═════ Supplied passage

Nude men and women lounge around the shimmering pool on sunny weekends at Fawlty Towers Resort, chatting in beach chairs and soaking up rays in the buff.
"I'm going to be very honest. I hate bras and underwear and bathing suits. I love to be naked," Joanne Destefano said Friday while skinnydipping in the pool.
Destefano and her husband Joe say swimming and sunning bathing in the buff is a way of life for many reasons.
"It's really nice to have something like this so close to home because I love nudism. Its environment is beautiful and nobody judges you," Destefano said.
The couple lives in Lakeland and like so many other nudists they now have a new spot to frequent.
After nearly going under as a struggling motel, Fawlty Towers reopened May 1 as a re-branded, clothing-optional resort. Now, manager David Broad says weekend business is brisk, and the no-clothes strategy has saved the 32-room facility from fiscal oblivion.
"We are expected to be nearly full tonight. Which this time of the year we wouldn't be close to being full. No where near that," resort manager, David Broad said.
Broad says although the decision may be controversial to go nude, it's saved this resort.

══════════

■ Assignment 1 ■
In the Fawlty Towers Resort article, when did the resort reopen as a clothing-optional resort?
■ Assignment 2 ■
Echo the stretch of the Fawlty Towers Resort article from "Nude men and" through "spot to frequent.".
■ Assignment 3 ■
Carry on the Fawlty Towers Resort article from its last sentence.

═════ Dataset entries

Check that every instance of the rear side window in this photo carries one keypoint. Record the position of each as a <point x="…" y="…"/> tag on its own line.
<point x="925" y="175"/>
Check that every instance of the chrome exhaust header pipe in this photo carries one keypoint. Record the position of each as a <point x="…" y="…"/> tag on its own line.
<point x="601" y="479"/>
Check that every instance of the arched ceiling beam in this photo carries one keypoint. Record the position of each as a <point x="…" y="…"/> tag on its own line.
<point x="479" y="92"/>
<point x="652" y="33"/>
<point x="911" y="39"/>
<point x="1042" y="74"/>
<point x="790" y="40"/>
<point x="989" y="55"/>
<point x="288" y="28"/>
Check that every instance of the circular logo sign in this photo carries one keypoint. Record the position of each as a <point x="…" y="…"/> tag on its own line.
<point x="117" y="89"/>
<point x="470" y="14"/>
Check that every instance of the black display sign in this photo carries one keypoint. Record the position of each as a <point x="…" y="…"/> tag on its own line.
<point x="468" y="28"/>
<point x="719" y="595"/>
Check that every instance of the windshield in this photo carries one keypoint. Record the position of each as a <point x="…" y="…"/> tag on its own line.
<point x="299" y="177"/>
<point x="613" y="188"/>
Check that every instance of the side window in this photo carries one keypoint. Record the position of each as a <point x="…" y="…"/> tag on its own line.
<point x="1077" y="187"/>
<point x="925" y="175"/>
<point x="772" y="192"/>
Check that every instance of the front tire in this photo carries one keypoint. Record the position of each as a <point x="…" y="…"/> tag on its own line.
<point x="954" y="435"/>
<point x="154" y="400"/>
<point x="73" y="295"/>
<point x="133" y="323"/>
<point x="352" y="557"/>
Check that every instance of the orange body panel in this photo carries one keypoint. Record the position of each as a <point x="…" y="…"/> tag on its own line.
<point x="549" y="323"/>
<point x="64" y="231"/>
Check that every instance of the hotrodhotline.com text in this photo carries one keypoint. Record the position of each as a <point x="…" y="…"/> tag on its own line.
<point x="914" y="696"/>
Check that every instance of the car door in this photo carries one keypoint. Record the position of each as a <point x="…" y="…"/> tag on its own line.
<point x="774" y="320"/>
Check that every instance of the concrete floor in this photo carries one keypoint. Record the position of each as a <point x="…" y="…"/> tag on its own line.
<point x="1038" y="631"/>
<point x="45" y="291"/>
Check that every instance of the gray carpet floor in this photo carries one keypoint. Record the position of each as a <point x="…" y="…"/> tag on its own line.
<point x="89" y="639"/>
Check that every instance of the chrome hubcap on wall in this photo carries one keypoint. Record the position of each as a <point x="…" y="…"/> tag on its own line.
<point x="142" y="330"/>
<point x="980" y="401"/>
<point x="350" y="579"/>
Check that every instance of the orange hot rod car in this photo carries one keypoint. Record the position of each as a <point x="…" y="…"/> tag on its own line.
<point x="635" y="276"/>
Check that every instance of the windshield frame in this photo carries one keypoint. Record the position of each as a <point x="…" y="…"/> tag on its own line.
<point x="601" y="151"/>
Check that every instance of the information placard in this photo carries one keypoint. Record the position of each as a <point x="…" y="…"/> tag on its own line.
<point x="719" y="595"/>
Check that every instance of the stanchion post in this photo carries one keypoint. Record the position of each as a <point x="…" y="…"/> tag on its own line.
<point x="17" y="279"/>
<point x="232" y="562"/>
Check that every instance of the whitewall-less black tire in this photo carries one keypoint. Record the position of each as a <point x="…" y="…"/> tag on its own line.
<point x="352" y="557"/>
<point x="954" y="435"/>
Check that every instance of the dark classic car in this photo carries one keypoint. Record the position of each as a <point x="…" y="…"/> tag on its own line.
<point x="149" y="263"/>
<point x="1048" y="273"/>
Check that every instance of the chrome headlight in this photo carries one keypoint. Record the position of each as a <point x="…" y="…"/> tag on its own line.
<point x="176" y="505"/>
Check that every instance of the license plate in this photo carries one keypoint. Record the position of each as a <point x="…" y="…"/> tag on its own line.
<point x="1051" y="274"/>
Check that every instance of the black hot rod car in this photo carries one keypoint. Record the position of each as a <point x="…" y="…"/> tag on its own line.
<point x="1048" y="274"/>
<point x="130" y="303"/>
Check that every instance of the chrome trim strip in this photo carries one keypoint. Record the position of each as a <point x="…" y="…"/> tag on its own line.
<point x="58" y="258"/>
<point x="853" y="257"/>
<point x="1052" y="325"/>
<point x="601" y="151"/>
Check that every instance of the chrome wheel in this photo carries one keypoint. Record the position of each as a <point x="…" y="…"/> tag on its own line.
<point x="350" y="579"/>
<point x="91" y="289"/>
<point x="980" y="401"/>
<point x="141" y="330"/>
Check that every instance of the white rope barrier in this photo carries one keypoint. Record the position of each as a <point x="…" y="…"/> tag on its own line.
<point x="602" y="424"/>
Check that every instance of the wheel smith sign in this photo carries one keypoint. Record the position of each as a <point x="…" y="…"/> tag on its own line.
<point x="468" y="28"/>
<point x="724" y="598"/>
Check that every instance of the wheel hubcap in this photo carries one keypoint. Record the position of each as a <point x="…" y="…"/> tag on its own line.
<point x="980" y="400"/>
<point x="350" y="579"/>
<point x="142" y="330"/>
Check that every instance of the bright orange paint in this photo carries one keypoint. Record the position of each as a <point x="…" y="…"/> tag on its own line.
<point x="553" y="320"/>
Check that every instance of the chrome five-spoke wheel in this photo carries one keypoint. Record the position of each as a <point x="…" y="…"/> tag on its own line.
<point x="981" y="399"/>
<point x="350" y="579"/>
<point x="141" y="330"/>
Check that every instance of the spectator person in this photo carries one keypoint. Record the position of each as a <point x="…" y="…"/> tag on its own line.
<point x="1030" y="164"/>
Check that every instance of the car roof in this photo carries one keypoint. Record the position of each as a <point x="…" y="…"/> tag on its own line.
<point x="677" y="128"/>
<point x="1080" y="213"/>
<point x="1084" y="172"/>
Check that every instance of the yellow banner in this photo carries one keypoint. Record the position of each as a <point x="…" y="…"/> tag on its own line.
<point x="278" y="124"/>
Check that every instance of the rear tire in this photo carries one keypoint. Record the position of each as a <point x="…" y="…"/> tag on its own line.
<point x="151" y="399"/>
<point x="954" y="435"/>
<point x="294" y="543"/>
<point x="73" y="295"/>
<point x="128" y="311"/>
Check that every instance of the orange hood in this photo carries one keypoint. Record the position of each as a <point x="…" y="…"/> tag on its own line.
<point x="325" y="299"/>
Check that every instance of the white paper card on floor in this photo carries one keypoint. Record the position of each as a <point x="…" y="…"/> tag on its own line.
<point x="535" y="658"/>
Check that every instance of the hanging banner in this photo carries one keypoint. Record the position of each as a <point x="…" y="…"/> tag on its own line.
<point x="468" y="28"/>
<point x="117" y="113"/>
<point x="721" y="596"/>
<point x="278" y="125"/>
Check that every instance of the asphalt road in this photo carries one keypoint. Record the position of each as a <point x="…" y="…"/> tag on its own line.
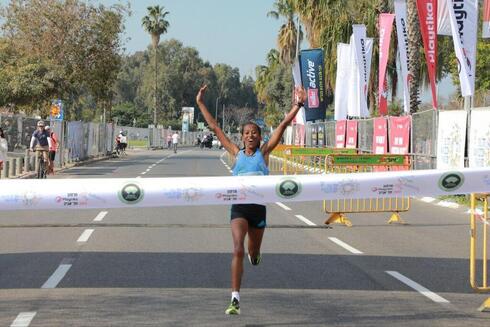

══════════

■ Response area 1 ■
May 1

■ Response area 2 ■
Nude men and women lounge around the shimmering pool on sunny weekends at Fawlty Towers Resort, chatting in beach chairs and soaking up rays in the buff.
"I'm going to be very honest. I hate bras and underwear and bathing suits. I love to be naked," Joanne Destefano said Friday while skinnydipping in the pool.
Destefano and her husband Joe say swimming and sunning bathing in the buff is a way of life for many reasons.
"It's really nice to have something like this so close to home because I love nudism. Its environment is beautiful and nobody judges you," Destefano said.
The couple lives in Lakeland and like so many other nudists they now have a new spot to frequent.

■ Response area 3 ■
Guests like the Destefano's say they're planning another trip back soon.
But the au naturel strategy has caused controversy. Two days after the grand opening, the Cocoa Beach City Commission ordered research on whether the facility ran afoul of hotel, health, alcohol or public-nudity regulations.
Debra Key, a Cocoa Beach resident who is involved in Girl Scouts, complained to commissioners that Fawlty Towers could corrupt children’s minds and attract prostitution.
“It doesn’t stay behind closed doors. The type of perversion that comes to these places — they bring the drugs along with it, the sexual promiscuity,” Key told commissioners.
But City Attorney Skip Fowler later determined that Fawlty Towers is operating in legal fashion. In a memo, he cited Pasco County’s status as the unofficial nudist capital of North America, boasting six resorts along a 6-mile stretch of U.S. 41 north of Tampa.
Broad said Fawlty Towers — which was named for the 1970s British sitcom — cannot compete with chain hotels and their superior advertising budgets. Compounding matters: Florida’s lingering economic downturn and NASA’s retirement of the shuttle program at nearby Kennedy Space Center.
“My hat’s off to them. They’re trying something different,” said Bob Morton, executive director of the Naturist Action Committee of Oshkosh, Wis. This non-profit group fights for nudists’ rights in communities across the USA.
“It may or may not work for them, but they’ll make some adjustments and say, ‘That’s the best idea we’ve ever had’ — or, ‘That really stinks,’ ” Morton said.
“You have to ask the Cocoa Beach city commissioners: Would they be happier to have the place shuttered with a ‘For Sale’ sign on the window?” he said.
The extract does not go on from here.